*WHAT TO PRODUCE:* Write out the listing in full, matching it word for word.

◆ ◆ ◆ ◆ ◆

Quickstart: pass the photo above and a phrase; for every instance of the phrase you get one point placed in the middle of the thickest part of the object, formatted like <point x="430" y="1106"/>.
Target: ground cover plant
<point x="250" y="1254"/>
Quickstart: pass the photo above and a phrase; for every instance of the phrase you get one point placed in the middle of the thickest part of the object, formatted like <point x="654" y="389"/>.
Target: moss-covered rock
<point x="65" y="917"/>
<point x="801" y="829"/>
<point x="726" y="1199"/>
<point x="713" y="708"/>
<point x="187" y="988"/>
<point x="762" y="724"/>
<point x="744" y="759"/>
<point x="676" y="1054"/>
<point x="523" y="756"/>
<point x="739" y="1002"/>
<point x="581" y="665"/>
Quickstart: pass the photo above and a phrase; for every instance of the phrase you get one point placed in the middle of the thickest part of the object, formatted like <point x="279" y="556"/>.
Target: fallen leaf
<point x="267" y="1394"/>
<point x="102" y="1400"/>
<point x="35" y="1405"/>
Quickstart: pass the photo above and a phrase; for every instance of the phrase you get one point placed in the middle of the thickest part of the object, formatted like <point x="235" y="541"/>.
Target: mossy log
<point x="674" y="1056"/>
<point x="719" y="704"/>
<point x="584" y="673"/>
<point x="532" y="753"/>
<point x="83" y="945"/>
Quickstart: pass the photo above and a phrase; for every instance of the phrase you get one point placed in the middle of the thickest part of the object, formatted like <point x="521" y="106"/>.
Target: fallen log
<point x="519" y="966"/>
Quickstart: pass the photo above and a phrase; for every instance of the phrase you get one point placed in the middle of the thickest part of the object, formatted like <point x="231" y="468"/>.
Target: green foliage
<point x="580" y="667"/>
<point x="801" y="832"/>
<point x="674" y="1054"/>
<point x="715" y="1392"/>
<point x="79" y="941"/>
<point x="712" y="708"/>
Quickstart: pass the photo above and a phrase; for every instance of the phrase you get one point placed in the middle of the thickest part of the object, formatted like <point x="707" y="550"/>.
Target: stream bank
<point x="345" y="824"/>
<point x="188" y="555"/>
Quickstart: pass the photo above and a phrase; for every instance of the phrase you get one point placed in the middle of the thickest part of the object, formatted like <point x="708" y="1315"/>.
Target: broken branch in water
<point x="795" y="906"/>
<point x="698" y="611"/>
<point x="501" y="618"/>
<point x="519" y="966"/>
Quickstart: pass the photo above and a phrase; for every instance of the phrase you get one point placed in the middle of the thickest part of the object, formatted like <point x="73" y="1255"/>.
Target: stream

◆ ◆ ◆ ◆ ◆

*TASK SOLUTION:*
Quickstart: pass the photo above and a phrase; for every instance of the phrase you get one point placed in the middle of the thickest part of the object, formatted like <point x="430" y="1106"/>.
Target: ground cover plant
<point x="250" y="1254"/>
Quickstart: pass the photo above and a phrase; for every instance of the phrase you get one point placed in the middle of the thickest part of the object, formatted like <point x="654" y="389"/>.
Target: moss-covered rock
<point x="65" y="917"/>
<point x="801" y="829"/>
<point x="726" y="1199"/>
<point x="713" y="708"/>
<point x="187" y="988"/>
<point x="762" y="724"/>
<point x="744" y="759"/>
<point x="676" y="1054"/>
<point x="523" y="756"/>
<point x="739" y="1002"/>
<point x="581" y="665"/>
Quickstart: pass the photo above and a phrase; for every instance of the phrase you get one point placed in the middle of the thickest part of the object, formatted like <point x="279" y="556"/>.
Target: fallen leaf
<point x="267" y="1394"/>
<point x="102" y="1400"/>
<point x="35" y="1405"/>
Quickstart: pass the photo above and a phrase; for every instance of the phrase you get one point placed in the middle of the thickest part of the object, formatted like <point x="235" y="541"/>.
Target: mossy log
<point x="674" y="1056"/>
<point x="719" y="704"/>
<point x="584" y="673"/>
<point x="532" y="753"/>
<point x="83" y="945"/>
Quickstart: pass the photo above and a phrase; for every instance of the phrase you get one point placed in the middle of the thickest part of the object, formatted like <point x="521" y="106"/>.
Target: fallen log
<point x="519" y="966"/>
Quickstart: pass the photo above and a phrase; for every instance of the phrase you get one point placed in the middle of the thickest part of the object, formatted like <point x="231" y="468"/>.
Target: green foliage
<point x="580" y="667"/>
<point x="801" y="832"/>
<point x="674" y="1054"/>
<point x="715" y="1392"/>
<point x="79" y="941"/>
<point x="712" y="708"/>
Quickstart: pass the photo above and a phrase; for every instance of the phrase you get one point placed in the middle of the thickest part of the object, formatted like <point x="707" y="550"/>.
Target: stream bank
<point x="345" y="824"/>
<point x="188" y="555"/>
Quickstart: pass the photo above and a phrase; for every instance of the phrase you get one point placed in the middle of the thickest part of the object, formatted like <point x="708" y="1315"/>.
Target: broken branch in water
<point x="795" y="906"/>
<point x="698" y="611"/>
<point x="501" y="618"/>
<point x="519" y="966"/>
Quickstart: pass the photo above and a phrase; for every instance of the phrase you get one point placed in the middle of the thickest part of the object, formatted like <point x="73" y="1255"/>.
Target: stream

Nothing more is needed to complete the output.